TASK PROMPT
In the saved data entries below, report each line that contains the word "sandy", and copy each of those lines in full.

Saved data entries

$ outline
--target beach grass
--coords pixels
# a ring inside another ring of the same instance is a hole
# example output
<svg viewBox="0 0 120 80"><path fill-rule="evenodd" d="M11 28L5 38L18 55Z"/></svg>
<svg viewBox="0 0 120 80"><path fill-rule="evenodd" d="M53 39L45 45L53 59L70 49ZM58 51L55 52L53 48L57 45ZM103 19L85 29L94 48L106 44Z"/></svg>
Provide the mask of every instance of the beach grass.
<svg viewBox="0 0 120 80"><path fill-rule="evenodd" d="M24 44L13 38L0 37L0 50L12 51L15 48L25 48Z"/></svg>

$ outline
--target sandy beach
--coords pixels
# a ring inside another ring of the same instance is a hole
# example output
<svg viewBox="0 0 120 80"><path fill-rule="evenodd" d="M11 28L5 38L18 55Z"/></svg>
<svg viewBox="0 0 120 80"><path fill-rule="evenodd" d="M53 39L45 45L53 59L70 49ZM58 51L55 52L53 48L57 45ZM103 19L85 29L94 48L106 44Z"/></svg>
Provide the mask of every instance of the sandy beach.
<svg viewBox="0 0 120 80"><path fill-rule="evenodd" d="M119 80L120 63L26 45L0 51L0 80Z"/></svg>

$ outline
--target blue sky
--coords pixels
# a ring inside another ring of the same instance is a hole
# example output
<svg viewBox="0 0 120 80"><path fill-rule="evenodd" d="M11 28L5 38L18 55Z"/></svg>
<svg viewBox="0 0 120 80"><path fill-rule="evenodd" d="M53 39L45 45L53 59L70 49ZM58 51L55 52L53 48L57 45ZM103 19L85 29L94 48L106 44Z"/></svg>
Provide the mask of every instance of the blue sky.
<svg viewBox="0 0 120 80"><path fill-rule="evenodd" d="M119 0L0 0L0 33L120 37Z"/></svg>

...

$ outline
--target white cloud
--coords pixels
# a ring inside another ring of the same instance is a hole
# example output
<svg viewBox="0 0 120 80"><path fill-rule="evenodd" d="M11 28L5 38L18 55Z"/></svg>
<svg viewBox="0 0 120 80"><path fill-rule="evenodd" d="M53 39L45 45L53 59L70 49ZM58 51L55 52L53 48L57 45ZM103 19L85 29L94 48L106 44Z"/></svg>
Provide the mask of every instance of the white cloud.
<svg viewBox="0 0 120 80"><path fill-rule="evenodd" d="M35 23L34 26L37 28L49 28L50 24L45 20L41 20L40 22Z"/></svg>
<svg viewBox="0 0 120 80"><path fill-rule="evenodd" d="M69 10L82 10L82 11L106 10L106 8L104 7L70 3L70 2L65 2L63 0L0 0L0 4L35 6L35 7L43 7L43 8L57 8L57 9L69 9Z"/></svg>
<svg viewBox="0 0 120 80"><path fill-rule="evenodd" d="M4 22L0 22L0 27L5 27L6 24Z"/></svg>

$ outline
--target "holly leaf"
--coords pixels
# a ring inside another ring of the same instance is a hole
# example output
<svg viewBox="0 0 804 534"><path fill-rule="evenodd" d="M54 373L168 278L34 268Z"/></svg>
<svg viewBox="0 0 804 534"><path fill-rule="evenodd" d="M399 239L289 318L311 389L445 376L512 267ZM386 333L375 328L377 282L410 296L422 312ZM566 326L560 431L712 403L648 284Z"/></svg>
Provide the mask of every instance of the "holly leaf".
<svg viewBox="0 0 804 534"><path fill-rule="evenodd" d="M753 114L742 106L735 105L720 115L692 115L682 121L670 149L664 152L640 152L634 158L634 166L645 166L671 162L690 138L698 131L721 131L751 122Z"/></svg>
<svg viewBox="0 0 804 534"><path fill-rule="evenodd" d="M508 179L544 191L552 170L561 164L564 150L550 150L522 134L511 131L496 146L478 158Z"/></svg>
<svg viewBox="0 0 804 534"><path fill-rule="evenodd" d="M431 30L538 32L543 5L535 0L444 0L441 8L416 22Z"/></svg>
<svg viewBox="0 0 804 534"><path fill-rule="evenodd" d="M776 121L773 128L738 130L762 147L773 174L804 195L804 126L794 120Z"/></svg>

TASK RESULT
--target sandy beach
Provide the mask of every instance of the sandy beach.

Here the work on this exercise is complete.